— begin Entries —
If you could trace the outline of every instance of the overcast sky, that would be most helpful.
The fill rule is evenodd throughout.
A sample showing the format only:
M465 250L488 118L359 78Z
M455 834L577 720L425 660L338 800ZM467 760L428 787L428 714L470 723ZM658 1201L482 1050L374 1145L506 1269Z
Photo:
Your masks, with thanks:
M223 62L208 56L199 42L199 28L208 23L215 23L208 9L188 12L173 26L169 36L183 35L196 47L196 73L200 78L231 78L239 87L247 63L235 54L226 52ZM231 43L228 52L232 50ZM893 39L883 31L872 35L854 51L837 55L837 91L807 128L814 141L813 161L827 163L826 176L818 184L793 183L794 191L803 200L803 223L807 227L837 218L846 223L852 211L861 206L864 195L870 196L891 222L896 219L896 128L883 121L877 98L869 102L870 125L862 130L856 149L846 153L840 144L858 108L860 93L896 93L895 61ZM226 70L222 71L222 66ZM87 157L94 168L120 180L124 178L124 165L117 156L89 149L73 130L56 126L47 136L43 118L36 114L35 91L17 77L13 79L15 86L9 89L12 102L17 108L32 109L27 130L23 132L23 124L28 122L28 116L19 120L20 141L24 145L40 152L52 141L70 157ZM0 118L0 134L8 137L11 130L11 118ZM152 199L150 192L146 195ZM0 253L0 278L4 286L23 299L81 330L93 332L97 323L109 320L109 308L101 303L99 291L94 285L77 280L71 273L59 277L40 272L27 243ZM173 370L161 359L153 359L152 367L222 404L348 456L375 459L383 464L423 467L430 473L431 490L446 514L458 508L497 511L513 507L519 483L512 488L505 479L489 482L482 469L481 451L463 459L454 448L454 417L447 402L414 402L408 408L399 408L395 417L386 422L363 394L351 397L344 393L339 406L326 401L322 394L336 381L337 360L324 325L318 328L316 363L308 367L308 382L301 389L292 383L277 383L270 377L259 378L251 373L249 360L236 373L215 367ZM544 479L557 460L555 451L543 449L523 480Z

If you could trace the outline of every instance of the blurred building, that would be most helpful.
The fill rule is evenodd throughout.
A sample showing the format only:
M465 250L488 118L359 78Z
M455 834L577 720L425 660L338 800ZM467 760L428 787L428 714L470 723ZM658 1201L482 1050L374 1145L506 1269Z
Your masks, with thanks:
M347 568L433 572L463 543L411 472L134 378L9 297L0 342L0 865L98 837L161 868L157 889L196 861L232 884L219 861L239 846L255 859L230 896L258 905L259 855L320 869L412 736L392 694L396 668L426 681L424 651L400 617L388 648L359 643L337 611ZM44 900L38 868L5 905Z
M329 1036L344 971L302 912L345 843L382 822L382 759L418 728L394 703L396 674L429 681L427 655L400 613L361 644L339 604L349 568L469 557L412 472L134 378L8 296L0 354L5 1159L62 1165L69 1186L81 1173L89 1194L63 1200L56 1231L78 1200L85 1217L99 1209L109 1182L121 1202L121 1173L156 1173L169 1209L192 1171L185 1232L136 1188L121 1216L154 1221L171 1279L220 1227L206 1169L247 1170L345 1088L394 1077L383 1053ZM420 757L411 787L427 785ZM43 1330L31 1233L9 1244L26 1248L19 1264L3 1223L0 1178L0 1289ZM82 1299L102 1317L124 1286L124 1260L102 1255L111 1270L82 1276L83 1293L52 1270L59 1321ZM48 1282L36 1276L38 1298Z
— end Entries —
** Problem **
Can you set down all of the lines above again, word for word and in the same order?

** Complete response **
If you could trace the outline of every instance of the overcast sky, that would be most helpful.
The fill rule is evenodd throughout.
A sample showing the format only:
M465 250L488 118L359 78Z
M455 834L577 720L425 660L338 800ZM467 760L428 787L428 714L470 723ZM658 1201L482 1050L374 1145L506 1269Z
Photo:
Your masks, with thanks:
M223 62L208 56L199 42L199 28L208 23L215 23L208 9L188 12L173 26L169 36L183 35L196 47L196 73L200 78L231 78L239 87L247 63L235 54L226 52ZM231 43L228 52L232 50ZM893 39L883 31L872 35L854 51L837 55L837 91L807 128L814 141L813 161L827 163L826 176L818 184L793 183L794 191L803 200L803 223L807 227L837 218L846 223L852 211L861 206L864 195L870 196L891 222L896 219L896 128L883 121L877 98L869 102L870 125L862 130L856 149L846 153L840 144L858 108L860 93L896 93L895 61ZM226 70L222 71L222 66ZM87 157L94 168L120 180L124 178L124 165L117 156L89 149L73 130L56 126L47 136L43 118L36 114L35 91L17 77L13 79L15 86L9 89L12 102L17 108L32 109L27 130L23 132L23 124L28 122L28 116L19 120L20 141L24 145L40 152L52 141L70 157ZM0 118L0 134L8 137L11 130L11 118ZM152 199L150 192L146 195ZM0 253L0 278L4 286L23 299L81 330L93 332L97 323L109 320L109 308L101 303L99 291L94 285L77 280L71 273L59 277L40 272L27 243ZM173 370L161 359L153 359L152 367L222 404L348 456L375 459L383 464L423 467L430 473L431 490L446 514L458 508L497 511L513 507L519 483L512 488L505 479L489 482L482 469L481 451L463 459L454 448L454 417L447 402L414 402L408 408L399 408L395 417L386 422L363 394L351 397L344 393L339 406L326 401L322 394L336 381L337 360L324 325L318 328L316 363L308 367L308 382L301 389L292 383L277 383L270 377L259 378L251 373L249 360L236 373L215 367ZM544 479L557 460L555 451L543 449L523 480Z

If you could trace the outline of every instance of the blurred building, that would be most helpful.
The fill rule is evenodd throughout.
A sample showing the format only:
M465 250L488 118L359 78Z
M455 834L577 720L425 660L338 800ZM467 760L428 787L428 714L470 723ZM658 1201L482 1050L374 1145L506 1269Z
Your masks, with thanks:
M347 568L433 572L463 543L411 472L134 378L9 297L0 342L0 865L98 837L161 868L157 889L196 861L232 884L219 861L239 846L255 859L230 896L258 905L259 855L320 869L412 736L392 694L396 668L426 681L424 651L400 617L388 648L359 643L337 611ZM44 900L38 868L5 905Z
M329 1036L344 971L302 912L345 843L382 822L382 759L418 728L394 703L396 674L429 681L427 655L400 613L361 644L339 604L349 568L469 557L412 472L134 378L8 296L0 354L5 1159L62 1165L69 1186L81 1173L89 1194L63 1200L56 1231L78 1200L85 1217L99 1209L109 1182L121 1202L121 1173L156 1173L169 1209L192 1171L185 1232L136 1188L121 1216L154 1221L171 1279L220 1227L206 1169L247 1170L345 1088L394 1077L383 1053ZM420 757L411 787L427 785ZM43 1330L31 1233L9 1244L26 1248L19 1264L3 1223L0 1178L0 1289ZM82 1299L102 1317L124 1286L124 1260L102 1255L111 1270L82 1276L83 1293L52 1270L59 1321ZM48 1282L36 1276L38 1298Z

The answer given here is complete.